* start Entries provided *

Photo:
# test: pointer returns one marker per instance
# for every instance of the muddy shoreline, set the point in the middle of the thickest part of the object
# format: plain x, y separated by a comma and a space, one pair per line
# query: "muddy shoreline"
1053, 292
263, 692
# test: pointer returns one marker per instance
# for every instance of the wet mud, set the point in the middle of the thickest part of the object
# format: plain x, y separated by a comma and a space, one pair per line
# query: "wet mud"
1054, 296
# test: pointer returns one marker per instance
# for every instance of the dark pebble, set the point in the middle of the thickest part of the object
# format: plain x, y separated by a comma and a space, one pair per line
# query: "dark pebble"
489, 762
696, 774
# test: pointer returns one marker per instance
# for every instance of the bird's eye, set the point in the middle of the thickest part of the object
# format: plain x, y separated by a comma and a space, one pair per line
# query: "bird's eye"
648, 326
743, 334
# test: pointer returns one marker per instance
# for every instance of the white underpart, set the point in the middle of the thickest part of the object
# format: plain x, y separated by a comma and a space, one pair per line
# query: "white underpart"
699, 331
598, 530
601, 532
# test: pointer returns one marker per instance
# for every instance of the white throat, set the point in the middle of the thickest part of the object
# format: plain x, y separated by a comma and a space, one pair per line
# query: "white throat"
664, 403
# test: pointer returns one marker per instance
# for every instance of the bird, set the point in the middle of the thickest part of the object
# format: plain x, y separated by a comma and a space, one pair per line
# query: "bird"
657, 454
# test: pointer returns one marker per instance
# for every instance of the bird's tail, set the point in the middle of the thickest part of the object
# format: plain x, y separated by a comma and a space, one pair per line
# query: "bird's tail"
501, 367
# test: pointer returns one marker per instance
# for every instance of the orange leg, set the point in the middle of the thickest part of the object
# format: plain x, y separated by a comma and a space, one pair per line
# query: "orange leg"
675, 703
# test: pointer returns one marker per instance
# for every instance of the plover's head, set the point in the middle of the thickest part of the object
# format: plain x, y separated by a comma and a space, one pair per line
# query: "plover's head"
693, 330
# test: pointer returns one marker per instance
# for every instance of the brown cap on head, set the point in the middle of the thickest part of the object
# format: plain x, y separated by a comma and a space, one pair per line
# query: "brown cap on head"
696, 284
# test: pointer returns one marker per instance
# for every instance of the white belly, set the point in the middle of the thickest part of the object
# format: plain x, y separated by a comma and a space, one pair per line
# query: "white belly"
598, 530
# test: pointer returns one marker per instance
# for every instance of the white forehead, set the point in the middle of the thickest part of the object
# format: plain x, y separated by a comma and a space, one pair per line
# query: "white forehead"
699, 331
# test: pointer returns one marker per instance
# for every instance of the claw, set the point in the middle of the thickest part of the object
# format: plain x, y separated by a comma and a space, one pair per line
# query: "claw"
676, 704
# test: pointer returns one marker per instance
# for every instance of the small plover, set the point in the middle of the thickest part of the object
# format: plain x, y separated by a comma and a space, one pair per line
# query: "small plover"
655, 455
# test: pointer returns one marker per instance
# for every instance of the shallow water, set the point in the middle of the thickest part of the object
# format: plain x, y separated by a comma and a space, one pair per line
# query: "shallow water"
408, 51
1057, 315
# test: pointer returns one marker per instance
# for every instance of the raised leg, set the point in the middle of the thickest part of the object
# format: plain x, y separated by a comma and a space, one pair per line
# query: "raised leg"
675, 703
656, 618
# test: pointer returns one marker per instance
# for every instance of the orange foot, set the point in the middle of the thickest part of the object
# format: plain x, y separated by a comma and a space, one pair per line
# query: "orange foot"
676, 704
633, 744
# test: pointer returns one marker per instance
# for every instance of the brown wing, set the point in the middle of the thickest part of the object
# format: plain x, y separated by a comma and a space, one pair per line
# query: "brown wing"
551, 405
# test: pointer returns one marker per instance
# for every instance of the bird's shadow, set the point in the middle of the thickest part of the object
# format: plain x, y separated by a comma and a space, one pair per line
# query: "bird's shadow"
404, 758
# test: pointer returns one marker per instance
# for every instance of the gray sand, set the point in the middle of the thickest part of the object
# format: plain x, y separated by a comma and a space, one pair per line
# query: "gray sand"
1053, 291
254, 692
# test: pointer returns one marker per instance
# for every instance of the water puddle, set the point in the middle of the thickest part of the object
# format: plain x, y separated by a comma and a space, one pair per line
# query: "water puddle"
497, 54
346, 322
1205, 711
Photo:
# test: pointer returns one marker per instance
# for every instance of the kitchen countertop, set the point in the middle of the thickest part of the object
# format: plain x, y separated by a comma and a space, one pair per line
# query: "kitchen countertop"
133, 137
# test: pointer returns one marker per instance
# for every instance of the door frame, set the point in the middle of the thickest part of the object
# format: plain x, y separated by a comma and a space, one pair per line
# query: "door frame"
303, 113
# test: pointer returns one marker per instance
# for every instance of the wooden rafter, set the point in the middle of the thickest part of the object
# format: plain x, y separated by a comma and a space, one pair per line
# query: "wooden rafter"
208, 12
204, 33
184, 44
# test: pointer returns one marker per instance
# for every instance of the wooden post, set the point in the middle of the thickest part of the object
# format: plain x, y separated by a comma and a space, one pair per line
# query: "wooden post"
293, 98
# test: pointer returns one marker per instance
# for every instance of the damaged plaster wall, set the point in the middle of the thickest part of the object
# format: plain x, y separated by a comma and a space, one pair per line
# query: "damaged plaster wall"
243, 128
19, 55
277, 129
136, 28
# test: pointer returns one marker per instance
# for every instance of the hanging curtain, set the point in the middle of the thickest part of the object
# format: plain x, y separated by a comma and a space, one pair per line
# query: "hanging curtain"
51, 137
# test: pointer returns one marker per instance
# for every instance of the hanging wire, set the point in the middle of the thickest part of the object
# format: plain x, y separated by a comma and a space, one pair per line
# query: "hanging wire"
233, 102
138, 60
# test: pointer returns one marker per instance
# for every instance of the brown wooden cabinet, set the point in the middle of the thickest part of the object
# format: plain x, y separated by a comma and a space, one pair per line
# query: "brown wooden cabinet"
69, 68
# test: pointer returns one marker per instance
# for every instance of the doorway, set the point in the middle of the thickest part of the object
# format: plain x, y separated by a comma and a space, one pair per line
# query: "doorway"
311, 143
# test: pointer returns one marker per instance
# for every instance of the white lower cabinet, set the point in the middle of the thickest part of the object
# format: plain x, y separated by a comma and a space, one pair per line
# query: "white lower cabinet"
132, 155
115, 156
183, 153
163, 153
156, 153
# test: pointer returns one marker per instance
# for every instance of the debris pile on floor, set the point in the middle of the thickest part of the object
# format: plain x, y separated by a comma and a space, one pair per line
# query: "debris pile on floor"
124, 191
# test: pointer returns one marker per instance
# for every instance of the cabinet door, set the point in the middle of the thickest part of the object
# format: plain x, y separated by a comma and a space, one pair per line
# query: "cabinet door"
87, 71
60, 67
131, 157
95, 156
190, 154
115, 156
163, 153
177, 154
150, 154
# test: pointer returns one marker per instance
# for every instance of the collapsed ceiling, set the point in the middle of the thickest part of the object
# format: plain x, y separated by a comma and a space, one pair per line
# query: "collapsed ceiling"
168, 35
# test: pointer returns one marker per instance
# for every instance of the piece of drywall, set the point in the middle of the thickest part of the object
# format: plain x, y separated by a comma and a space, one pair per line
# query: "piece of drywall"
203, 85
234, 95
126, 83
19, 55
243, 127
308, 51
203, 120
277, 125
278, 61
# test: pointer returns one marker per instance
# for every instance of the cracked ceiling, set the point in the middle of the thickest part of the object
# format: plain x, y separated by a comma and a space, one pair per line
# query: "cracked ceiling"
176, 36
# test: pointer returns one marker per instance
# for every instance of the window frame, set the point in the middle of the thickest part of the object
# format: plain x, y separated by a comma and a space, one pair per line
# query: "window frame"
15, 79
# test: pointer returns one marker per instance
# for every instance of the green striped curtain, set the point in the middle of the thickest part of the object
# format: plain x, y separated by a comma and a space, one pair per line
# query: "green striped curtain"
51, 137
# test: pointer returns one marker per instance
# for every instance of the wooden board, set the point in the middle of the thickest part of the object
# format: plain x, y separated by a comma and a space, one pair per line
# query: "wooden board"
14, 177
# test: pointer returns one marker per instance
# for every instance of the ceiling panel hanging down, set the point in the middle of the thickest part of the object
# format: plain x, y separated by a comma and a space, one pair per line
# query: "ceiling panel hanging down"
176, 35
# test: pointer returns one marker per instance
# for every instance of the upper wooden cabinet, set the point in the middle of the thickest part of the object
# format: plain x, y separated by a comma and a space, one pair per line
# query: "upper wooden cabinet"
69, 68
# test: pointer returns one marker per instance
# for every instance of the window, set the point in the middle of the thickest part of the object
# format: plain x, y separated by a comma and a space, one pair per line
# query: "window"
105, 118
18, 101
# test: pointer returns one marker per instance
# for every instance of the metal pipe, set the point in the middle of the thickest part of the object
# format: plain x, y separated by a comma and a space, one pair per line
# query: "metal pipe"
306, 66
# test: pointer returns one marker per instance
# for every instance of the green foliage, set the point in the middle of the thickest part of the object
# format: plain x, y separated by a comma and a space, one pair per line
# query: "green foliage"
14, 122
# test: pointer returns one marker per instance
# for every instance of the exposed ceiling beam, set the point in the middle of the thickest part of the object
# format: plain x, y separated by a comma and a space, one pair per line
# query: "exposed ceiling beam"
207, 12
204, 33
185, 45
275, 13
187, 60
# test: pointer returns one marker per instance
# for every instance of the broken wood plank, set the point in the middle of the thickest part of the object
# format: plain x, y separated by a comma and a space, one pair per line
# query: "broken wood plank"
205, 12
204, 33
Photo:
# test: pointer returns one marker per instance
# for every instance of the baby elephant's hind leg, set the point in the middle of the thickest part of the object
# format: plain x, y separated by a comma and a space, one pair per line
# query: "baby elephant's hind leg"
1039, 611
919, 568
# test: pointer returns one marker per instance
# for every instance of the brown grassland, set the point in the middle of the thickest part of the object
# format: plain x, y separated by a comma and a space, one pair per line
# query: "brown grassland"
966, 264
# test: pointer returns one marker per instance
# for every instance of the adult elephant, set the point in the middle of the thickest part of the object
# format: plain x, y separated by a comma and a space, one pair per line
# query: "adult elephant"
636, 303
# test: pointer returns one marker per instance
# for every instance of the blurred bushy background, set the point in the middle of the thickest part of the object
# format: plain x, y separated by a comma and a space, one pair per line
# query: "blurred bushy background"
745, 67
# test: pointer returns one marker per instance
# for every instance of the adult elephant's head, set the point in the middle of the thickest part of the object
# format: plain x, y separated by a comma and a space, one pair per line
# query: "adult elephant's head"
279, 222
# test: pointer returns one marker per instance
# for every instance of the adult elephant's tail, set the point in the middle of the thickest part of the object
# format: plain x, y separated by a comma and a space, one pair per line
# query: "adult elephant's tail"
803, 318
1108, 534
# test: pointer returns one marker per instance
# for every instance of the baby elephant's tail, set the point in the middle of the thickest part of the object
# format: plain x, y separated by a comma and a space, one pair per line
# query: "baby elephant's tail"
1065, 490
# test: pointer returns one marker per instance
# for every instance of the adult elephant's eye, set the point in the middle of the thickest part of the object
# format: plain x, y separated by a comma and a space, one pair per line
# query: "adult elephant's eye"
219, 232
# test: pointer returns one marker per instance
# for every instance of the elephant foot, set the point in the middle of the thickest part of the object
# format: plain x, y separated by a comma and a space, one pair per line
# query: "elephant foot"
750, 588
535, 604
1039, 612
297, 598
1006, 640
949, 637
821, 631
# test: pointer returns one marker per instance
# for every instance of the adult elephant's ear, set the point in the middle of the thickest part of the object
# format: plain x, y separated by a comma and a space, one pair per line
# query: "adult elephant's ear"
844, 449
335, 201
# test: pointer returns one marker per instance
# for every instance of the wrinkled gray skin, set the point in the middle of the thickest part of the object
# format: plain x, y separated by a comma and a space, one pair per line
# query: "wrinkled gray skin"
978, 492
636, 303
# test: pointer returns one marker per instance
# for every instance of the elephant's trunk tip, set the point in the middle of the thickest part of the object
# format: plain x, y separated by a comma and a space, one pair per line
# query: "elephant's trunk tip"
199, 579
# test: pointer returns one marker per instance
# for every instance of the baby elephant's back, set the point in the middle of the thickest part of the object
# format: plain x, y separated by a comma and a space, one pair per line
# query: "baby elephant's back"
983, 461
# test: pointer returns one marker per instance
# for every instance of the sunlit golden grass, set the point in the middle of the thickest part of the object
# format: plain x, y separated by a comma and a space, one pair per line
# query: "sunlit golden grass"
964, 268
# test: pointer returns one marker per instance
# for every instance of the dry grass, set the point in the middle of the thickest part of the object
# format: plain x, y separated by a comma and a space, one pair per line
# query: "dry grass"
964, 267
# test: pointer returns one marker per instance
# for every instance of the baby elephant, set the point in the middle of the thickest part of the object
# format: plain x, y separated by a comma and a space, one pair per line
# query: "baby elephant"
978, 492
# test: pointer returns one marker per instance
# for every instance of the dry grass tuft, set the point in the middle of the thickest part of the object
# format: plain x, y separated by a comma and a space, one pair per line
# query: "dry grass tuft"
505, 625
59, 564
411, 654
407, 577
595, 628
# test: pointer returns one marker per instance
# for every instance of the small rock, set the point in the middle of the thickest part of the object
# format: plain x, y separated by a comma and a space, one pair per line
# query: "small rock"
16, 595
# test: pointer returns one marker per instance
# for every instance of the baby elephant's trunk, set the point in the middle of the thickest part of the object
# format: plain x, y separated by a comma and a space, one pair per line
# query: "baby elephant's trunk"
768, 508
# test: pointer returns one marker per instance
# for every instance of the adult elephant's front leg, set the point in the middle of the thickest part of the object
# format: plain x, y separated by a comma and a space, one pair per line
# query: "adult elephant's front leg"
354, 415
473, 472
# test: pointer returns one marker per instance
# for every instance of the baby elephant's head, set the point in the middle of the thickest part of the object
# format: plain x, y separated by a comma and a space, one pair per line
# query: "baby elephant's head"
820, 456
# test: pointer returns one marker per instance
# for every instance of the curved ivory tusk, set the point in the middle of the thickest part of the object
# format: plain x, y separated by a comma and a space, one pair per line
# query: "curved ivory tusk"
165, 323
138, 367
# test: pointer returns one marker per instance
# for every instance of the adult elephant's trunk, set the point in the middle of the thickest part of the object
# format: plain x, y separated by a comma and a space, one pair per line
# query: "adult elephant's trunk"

* end Entries provided *

Your task: Select every line of the records that contains the string "shoreline", and copy each such line.

Worked solution:
# for every instance of the muddy shoreline, set the point in the middle of the thickest part of the object
# query: "muddy shoreline"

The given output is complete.